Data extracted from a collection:
——————————
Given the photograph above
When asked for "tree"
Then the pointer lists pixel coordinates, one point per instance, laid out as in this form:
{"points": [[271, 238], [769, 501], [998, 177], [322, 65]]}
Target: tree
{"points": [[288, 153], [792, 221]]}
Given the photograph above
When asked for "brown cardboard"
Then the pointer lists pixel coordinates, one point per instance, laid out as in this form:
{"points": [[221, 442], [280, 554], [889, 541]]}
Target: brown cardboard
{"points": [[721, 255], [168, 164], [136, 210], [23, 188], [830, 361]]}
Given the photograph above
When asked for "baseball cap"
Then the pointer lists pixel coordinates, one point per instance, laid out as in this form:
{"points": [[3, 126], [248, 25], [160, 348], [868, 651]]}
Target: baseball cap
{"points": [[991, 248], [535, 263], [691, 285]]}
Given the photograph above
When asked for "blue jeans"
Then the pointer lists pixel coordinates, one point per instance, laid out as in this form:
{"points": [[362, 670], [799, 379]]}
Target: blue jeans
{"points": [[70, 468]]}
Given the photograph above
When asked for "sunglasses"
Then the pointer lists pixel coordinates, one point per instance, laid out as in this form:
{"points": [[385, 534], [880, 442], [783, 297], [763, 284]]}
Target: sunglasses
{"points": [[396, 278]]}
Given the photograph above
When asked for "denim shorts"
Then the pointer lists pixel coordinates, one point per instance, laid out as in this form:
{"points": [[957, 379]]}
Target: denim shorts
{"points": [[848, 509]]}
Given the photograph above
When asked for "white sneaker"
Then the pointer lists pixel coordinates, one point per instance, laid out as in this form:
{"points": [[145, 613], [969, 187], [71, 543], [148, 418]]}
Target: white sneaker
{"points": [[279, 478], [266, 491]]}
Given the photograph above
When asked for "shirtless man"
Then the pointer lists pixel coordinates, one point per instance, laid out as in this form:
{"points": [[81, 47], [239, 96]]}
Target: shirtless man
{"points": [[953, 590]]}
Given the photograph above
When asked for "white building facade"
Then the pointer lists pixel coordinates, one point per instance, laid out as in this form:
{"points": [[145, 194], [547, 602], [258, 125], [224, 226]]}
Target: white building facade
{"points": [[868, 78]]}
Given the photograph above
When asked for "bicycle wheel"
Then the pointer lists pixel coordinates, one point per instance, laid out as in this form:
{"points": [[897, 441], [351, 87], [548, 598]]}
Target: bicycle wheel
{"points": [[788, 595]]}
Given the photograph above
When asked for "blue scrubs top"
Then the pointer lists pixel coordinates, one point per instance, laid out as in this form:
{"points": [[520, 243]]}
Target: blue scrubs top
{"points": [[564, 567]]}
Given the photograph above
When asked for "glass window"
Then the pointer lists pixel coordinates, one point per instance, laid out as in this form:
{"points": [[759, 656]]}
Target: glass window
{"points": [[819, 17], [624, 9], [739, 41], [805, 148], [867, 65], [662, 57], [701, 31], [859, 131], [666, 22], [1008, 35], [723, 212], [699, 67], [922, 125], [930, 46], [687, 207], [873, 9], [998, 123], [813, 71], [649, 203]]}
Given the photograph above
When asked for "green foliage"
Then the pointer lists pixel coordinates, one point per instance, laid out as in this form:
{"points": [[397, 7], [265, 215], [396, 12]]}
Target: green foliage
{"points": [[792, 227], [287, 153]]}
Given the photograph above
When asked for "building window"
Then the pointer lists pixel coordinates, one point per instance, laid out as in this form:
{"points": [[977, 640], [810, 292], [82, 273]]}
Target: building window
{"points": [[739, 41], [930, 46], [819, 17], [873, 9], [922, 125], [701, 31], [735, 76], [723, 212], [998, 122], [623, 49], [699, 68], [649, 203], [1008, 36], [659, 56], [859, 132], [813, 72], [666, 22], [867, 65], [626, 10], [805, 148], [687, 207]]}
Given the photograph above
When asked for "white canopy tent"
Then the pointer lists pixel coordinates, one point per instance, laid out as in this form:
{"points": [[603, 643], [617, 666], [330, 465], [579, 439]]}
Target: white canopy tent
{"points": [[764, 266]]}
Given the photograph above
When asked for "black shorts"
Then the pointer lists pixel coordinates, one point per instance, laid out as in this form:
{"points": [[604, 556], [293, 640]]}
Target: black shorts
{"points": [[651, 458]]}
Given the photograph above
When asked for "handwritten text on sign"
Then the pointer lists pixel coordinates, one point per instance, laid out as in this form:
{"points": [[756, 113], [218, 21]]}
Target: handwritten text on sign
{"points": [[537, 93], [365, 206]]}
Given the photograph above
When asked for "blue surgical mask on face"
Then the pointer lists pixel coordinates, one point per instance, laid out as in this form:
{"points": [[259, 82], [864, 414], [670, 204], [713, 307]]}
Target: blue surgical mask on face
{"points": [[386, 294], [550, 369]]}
——————————
* _Work to be completed_:
Type out the entries once more, precisely.

* _Response to the task_:
Given the photograph above
When asked for "tree"
Then the pointer lists pixel coordinates, one point per instance, laid out as in this form:
{"points": [[271, 238], [769, 501], [998, 177], [322, 65]]}
Target: tree
{"points": [[288, 153], [792, 221]]}
Given the photograph above
When asked for "brown cardboard"
Then the pointer lists pixel coordinates, one point per instance, laid out as in this form:
{"points": [[221, 442], [280, 554], [889, 541]]}
Target: brown cardboard
{"points": [[721, 255], [168, 164], [136, 210], [23, 188], [830, 361]]}
Given the photograph above
When asked for "baseball cap"
Then the pointer lists pixel coordinates, one point per instance, laid out as in this form:
{"points": [[3, 126], [248, 25], [160, 348], [868, 651]]}
Target: baseball cap
{"points": [[991, 248], [535, 263], [691, 285]]}
Given the photograph above
When asked for "blue jeans"
Then the pointer lists pixel coordinates, one point per instance, laid out as in this form:
{"points": [[362, 670], [799, 379]]}
Target: blue jeans
{"points": [[70, 468]]}
Given the photograph above
When asked for "sunglasses"
Then the pointer lists pixel coordinates, one point per instance, laid out as in this form:
{"points": [[385, 534], [880, 442], [783, 297], [763, 284]]}
Target: sunglasses
{"points": [[396, 278]]}
Given the photograph above
When asked for "denim shorts"
Then the pointer lists pixel coordinates, one point per instance, laid out as in this form:
{"points": [[957, 379]]}
Target: denim shorts
{"points": [[848, 509]]}
Given the photograph above
When asked for "white sneaker"
Then the pointer lists pixel coordinates, one point per instance, laid out as in this form:
{"points": [[145, 613], [969, 187], [71, 543], [148, 418]]}
Target: white sneaker
{"points": [[279, 478], [266, 491]]}
Given the photograph above
When asked for "shirtless man"
Then the pointer lists pixel coordinates, one point per instance, laid out as in this form:
{"points": [[81, 47], [239, 96]]}
Target: shirtless man
{"points": [[953, 590]]}
Given the photograph above
When asked for "white building facade"
Then the pointer lists pixel coordinates, one point per instance, laid out as in this form:
{"points": [[145, 194], [547, 602], [258, 125], [224, 226]]}
Target: white building facade
{"points": [[868, 78]]}
Given the photograph above
When asked for "bicycle wheel"
Then the pointer lists pixel coordinates, one point per instance, laid out as in this form:
{"points": [[897, 441], [351, 87], [548, 598]]}
Target: bicycle wheel
{"points": [[788, 595]]}
Given the photograph above
When asked for "blue scrubs top"
Then the pointer lists pixel coordinates, one point per instance, laid out as in this form:
{"points": [[520, 243]]}
Target: blue scrubs top
{"points": [[564, 567]]}
Given the photograph above
When asked for "glass window"
Then the pointer lists pixel coordinates, one point per instance, laid out as in this form:
{"points": [[759, 656]]}
Target: glass window
{"points": [[819, 17], [624, 9], [739, 41], [805, 148], [867, 65], [662, 57], [701, 31], [859, 131], [666, 22], [1008, 35], [723, 212], [699, 67], [922, 125], [930, 46], [687, 207], [873, 9], [998, 123], [813, 71], [649, 203]]}
Given the photograph above
When asked for "green foliage"
Then the pointer lists pixel coordinates, one point per instance, laid out as in this form:
{"points": [[397, 7], [265, 215], [396, 12]]}
Target: green foliage
{"points": [[792, 227], [287, 153]]}
Given the photograph above
When asked for "building window"
Then the pointer lists pixel coordinates, one point per instance, laid out as in this form:
{"points": [[977, 640], [810, 292], [82, 273]]}
Target: building window
{"points": [[739, 41], [930, 46], [819, 17], [873, 9], [922, 125], [701, 31], [735, 76], [723, 212], [998, 122], [623, 49], [699, 68], [649, 203], [1008, 36], [659, 56], [859, 132], [813, 72], [666, 22], [867, 65], [626, 10], [805, 148], [687, 207]]}
Given the photograph above
When asked for "white canopy tent"
Then the pointer lists pixel coordinates, one point per instance, laid out as in this form:
{"points": [[603, 643], [617, 666], [330, 465], [579, 439]]}
Target: white canopy tent
{"points": [[764, 266]]}
Given the photograph above
When asked for "black shorts"
Then the pointer lists pixel coordinates, one point per instance, laid out as in this form:
{"points": [[604, 556], [293, 640]]}
Target: black shorts
{"points": [[651, 458]]}
Given the photograph above
When asked for "handwritten text on sign"
Then the pointer lists pixel coordinates, one point per instance, laid out as in this form:
{"points": [[756, 113], [218, 21]]}
Target: handwritten text on sign
{"points": [[537, 93], [365, 206]]}
Given the photograph above
When asked for "blue surgical mask on face"
Then the pointer lists pixel coordinates, one point per instance, laid out as in this form:
{"points": [[259, 82], [864, 414], [670, 204], [713, 307]]}
Target: blue surgical mask on face
{"points": [[386, 294], [550, 369]]}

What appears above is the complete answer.